____ Selected text

PLANET EARTH POETRY is a 29-year-old weekly reading series celebrating poets and poetry. Our season runs from September—June (with a break in December) featuring local poets and poets from across Canada. We host the LONGEST RUNNING all-poetry open mic in Victoria—since 1995!
january 2025
OUR WEEKLY in-person events take place at Russell Books
747 Fort Street in downtown Victoria
Doors at 7:00pm, event at 7:30pm, sign up for the open mic in person between 7:00–7:20.
Unless otherwise noted, in person events will be livestreamed HERE (Meeting ID: 494 660 4447 /Passcode: 2129)

________

## Instructions to follow:
Continue the announcement about the Planet Earth Poetry reading series, starting right after its last sentence.

____ Raw data

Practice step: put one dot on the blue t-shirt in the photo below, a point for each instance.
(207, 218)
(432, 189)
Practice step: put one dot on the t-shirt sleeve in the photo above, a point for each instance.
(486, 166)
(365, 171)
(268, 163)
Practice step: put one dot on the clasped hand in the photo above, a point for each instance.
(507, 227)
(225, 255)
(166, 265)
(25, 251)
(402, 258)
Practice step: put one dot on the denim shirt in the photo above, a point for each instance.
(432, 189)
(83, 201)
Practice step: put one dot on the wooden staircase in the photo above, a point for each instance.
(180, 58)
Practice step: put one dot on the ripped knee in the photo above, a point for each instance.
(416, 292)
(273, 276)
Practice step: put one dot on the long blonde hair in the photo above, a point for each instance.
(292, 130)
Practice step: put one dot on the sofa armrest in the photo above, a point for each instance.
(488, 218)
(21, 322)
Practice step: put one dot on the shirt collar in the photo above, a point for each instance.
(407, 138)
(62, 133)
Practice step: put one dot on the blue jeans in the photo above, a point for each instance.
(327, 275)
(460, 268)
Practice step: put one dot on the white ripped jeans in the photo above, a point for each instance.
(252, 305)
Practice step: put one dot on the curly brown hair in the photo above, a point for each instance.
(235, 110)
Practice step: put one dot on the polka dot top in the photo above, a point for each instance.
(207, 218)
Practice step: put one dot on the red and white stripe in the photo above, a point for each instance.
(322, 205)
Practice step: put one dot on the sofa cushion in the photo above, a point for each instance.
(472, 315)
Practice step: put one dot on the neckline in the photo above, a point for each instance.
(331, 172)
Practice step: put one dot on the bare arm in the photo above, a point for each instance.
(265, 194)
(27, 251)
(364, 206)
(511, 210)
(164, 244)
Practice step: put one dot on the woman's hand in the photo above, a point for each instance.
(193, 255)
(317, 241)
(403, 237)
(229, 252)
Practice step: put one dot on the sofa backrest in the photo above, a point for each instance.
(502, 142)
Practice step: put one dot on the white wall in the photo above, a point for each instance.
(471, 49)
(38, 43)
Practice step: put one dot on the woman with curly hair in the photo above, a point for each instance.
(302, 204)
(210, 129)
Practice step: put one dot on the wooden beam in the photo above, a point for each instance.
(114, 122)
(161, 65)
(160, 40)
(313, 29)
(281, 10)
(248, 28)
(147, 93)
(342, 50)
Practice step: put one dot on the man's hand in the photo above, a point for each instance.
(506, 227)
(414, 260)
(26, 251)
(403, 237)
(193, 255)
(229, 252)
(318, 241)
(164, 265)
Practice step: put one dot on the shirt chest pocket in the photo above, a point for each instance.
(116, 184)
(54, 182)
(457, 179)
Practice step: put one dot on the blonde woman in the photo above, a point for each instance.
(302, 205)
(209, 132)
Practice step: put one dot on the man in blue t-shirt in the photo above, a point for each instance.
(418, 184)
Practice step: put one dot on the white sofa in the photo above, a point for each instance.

________

## Result of this exercise:
**livestream begins at approx. 8:00–8:15pm with featured readings**
We are a charitable society and all donations contribute to paying our Featured Poets, and to our operating costs. Please make your tax deductible donations HERE
Poets Phil Hall (left) and Steven Ross Smith
friday, january 10
phil hall and steven Ross smith
Phil Hall has published, since 1973, over twenty books of poetry and as many chapbooks. He has won the Governor General’s Literary Award, and Ontario’s Trillium Book Award. He has twice been nominated for the Griffin Poetry Prize. He has served as writer-in-residence at many Canadian institutions, most recently at the University of New Brunswick. He is also a valued editor, and lives near Perth, Ontario.
Steven Ross Smith, Banff Poet Laureate, 2018-21, loves music and has published the multi-book poetic series fluttertongue; Books 1-7. His fourteenth book is Glimmer: Short Fictions, (Radiant Press, 2022.) Recent is The Green Rose, a collaboration with Phil Hall (above/ground press). Smith now lives and writes in Victoria, BC.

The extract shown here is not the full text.